(Extracted data entries)
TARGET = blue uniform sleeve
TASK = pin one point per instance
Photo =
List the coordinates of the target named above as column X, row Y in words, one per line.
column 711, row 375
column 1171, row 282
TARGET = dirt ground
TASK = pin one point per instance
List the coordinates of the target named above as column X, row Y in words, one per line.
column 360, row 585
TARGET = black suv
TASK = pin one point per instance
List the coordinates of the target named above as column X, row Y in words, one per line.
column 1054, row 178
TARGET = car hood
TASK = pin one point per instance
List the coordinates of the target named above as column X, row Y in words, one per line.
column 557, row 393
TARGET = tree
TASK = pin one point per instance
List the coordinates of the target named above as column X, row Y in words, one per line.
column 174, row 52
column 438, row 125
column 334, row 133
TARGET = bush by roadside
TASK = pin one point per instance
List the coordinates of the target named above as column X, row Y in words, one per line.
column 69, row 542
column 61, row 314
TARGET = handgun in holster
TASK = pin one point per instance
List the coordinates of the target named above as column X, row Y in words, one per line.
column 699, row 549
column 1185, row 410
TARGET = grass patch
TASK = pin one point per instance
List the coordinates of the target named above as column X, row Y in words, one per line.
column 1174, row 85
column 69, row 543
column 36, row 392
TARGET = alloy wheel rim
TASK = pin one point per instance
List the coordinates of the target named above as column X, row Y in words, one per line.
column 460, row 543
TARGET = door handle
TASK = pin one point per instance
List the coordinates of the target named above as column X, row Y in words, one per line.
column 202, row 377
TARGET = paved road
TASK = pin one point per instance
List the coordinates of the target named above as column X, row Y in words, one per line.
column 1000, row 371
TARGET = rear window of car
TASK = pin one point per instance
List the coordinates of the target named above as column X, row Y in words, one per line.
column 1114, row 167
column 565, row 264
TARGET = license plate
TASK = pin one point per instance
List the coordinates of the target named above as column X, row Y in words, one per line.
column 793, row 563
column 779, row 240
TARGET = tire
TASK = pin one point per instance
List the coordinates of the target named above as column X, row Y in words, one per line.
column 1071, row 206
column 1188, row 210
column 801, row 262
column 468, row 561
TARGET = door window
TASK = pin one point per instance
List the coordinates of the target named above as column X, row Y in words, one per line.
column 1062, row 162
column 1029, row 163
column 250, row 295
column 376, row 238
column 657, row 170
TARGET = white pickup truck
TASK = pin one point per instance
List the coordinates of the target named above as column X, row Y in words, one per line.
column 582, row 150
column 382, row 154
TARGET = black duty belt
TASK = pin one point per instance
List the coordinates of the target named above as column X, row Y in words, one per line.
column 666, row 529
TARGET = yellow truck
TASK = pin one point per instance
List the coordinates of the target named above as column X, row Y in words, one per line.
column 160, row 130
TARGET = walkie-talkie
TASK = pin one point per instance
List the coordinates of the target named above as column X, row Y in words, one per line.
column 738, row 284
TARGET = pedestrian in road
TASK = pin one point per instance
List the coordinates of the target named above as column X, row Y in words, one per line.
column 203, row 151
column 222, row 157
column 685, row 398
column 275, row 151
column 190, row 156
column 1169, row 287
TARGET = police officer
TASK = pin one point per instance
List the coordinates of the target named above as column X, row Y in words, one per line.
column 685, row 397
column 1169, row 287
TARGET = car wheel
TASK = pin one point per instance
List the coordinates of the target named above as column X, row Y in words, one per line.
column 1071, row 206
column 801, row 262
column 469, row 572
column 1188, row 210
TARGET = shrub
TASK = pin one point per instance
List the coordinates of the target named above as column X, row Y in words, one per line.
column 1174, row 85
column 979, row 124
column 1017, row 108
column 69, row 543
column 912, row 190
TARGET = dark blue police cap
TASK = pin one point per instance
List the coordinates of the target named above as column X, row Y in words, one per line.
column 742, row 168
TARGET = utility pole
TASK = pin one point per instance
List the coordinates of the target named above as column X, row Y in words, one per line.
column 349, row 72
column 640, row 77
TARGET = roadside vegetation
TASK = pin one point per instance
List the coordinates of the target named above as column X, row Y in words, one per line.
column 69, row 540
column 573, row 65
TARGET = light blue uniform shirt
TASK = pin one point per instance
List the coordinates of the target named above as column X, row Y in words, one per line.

### Directions for this task
Return every line of the items above verbatim, leaving nothing out and changing nothing.

### Answer to the task
TARGET = blue uniform sleeve
TASK = pin one point per instance
Photo =
List the coordinates of the target named above as column X, row Y in words, one per line.
column 711, row 375
column 1171, row 282
TARGET = dirt ground
TASK = pin one point per instance
List the coordinates of the target named above as column X, row Y in words, one per line.
column 360, row 585
TARGET = black suv
TASK = pin one point per instance
List the coordinates of the target named above as column X, row Y in words, one per line.
column 1054, row 178
TARGET = car hood
TASK = pin one point per instance
List the coordinates of the target named above as column X, row Y in words, one per line.
column 557, row 393
TARGET = tree
TASK = pin one point per instance
List the coordinates of the target named above as column X, row Y in words, one per line.
column 174, row 52
column 438, row 125
column 334, row 133
TARGET = bush by roadside
TASK = pin one point per instance
List the coordinates of the target named above as column X, row Y in words, one per line.
column 69, row 542
column 61, row 314
TARGET = handgun in holster
TASK = pin one point per instance
List the coordinates of the target named above as column X, row Y in words, one per line.
column 699, row 549
column 1185, row 410
TARGET = grass patch
TASK = pin one point per instance
List the coordinates of the target named above as column X, row Y in words, one per line.
column 1174, row 85
column 69, row 543
column 36, row 392
TARGET = alloy wheel rim
TASK = pin one point per instance
List the coordinates of the target named above as column X, row Y in words, one per line.
column 460, row 543
TARGET = door handle
TASK = pin one point per instance
List the coordinates of the target named above as column X, row Y in words, one per line.
column 202, row 377
TARGET = paved road
TASK = pin one point per instance
List the coordinates of the target named above as column X, row Y in words, one per line.
column 1000, row 371
TARGET = rear window of car
TASK = pin one point per instance
List the coordinates of the target named above as column X, row Y in words, one per line.
column 1114, row 167
column 565, row 264
TARGET = license plate
TASK = pin one point per instance
List the coordinates of the target named above as column X, row Y in words, one per line.
column 793, row 563
column 779, row 240
TARGET = tire
TASK = pin one point per instance
List the coordinates of the target named above as column X, row Y in words, one per line.
column 1071, row 206
column 1188, row 210
column 801, row 262
column 468, row 561
TARGET = door window
TASK = pin one point per instance
List the coordinates of the target named above as column X, row Y in words, one per line.
column 1062, row 162
column 1029, row 163
column 250, row 295
column 376, row 238
column 657, row 170
TARGET = white pickup truck
TASK = pin one point per instance
List the coordinates of the target named above as column X, row Y in words, one per line.
column 582, row 150
column 382, row 154
TARGET = black duty belt
TASK = pin one point per instance
List the coordinates of the target named above as column X, row Y in words, one per line.
column 666, row 529
TARGET = yellow truck
TASK = pin one point per instance
List the coordinates of the target named above as column X, row Y in words, one per line.
column 160, row 130
TARGET = walkie-talkie
TASK = pin one point per instance
List the coordinates of the target named above as column X, row Y in words, one per line.
column 738, row 284
TARGET = pedestrian in road
TASK = pin one point per instance
List the coordinates of the target named above as column X, row Y in words, one per line.
column 203, row 151
column 222, row 157
column 685, row 398
column 275, row 151
column 190, row 156
column 1169, row 287
TARGET = police officer
TASK = pin one point per instance
List the coordinates of the target named above as column X, row Y in words, one per line.
column 685, row 397
column 1169, row 287
TARGET = car wheel
TASK = pin one point per instance
List the coordinates of the target named above as column X, row Y in words, one per line.
column 1071, row 206
column 801, row 262
column 469, row 572
column 1188, row 210
TARGET = shrub
TASK = pin one point per instance
List the coordinates of the target named above as column X, row Y in words, one per line.
column 1174, row 85
column 979, row 124
column 1017, row 108
column 69, row 543
column 912, row 190
TARGET = dark blue police cap
TASK = pin one point per instance
List the coordinates of the target named above as column X, row Y in words, one per line.
column 742, row 168
TARGET = utility pole
TASK = pin one point per instance
List the coordinates of the target named above as column X, row Y in words, one per line.
column 349, row 72
column 640, row 77
TARGET = roadside vegetation
TASK = pin one point per instance
List the coordinates of the target named above as column X, row Y in words, one per line.
column 69, row 540
column 573, row 65
TARGET = light blue uniform shirt
TASK = pin one point per instance
List the coordinates of the target named above as column X, row Y in words, one per line.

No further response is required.